秘密监控(covert surveillance)是指使用技术手段秘密获取公民信息的各种措施。[6]政府使用秘密监控措施收集公民信息依干预目的的不同大致分为情报信息与追诉犯罪两大方向,情报信息主要服务于国家安全事务和犯罪的预防,犯罪追诉则包括对犯罪的侦查、起诉与审判。秘密监控主要是学理概念,我国的法律体系中使用“技术侦查”或“技术侦察”这两个近似但又略有区别的法律术语指代秘密监控。[7]“技术侦查”是指刑事诉讼法中的一种侦查措施,《刑事诉讼法》第150条规定只能在刑事案件立案后采取,《刑事诉讼法》第152条规定技术侦查只能用于对犯罪的侦查、起诉和审判;反间谍法与反恐法中的“技术侦察”是在刑事案件立案前的调查阶段采用,主要目的是搜集情报信息与犯罪的预防控制。[8]依照法律体系的这种区分方式,笔者分别对犯罪追诉和情报信息收集两个领域中技术侦查措施与个人信息权保护的关系进行阐释。

→ 待办事项
1) 根据这段网页节选,《刑事诉讼法》第150条规定技术侦查只能在什么时候采取?
2) 请用两句话概括这段网页节选的内容。
3) 列出这段网页节选中提到的全部法律名称。

→ 条目列表
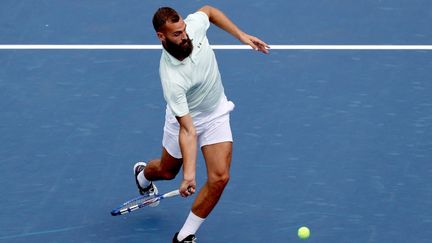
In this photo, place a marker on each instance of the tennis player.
(197, 112)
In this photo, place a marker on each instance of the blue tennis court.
(336, 140)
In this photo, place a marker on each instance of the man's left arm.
(219, 19)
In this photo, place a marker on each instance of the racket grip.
(172, 193)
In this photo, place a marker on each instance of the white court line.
(221, 47)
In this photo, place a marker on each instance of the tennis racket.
(140, 202)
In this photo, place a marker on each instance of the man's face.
(175, 39)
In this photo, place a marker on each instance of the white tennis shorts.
(211, 128)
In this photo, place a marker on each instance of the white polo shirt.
(194, 85)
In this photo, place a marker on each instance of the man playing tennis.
(197, 112)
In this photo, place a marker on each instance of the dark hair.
(163, 15)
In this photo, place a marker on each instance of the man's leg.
(218, 161)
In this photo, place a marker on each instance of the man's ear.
(161, 36)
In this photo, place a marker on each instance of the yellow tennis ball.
(303, 233)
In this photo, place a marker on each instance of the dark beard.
(181, 51)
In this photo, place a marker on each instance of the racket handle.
(171, 193)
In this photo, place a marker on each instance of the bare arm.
(188, 147)
(219, 19)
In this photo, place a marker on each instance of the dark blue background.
(339, 141)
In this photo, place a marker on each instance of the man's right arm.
(219, 19)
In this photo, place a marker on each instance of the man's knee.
(219, 181)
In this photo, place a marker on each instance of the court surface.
(339, 141)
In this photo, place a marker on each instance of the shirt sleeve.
(198, 22)
(175, 95)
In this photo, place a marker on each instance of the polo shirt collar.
(174, 61)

→ 逐题解答
1) 只能在刑事案件立案后采取。

2) 秘密监控是指使用技术手段秘密获取公民信息的各种措施,按干预目的大致分为情报信息与追诉犯罪两大方向。我国法律体系用两个术语指代秘密监控:一是刑事诉讼法中的“技术侦查”,在立案后用于犯罪的侦查、起诉和审判;二是反间谍法与反恐法中的“技术侦察”,在立案前的调查阶段用于搜集情报信息和预防控制犯罪。

3) 《刑事诉讼法》、反间谍法、反恐法。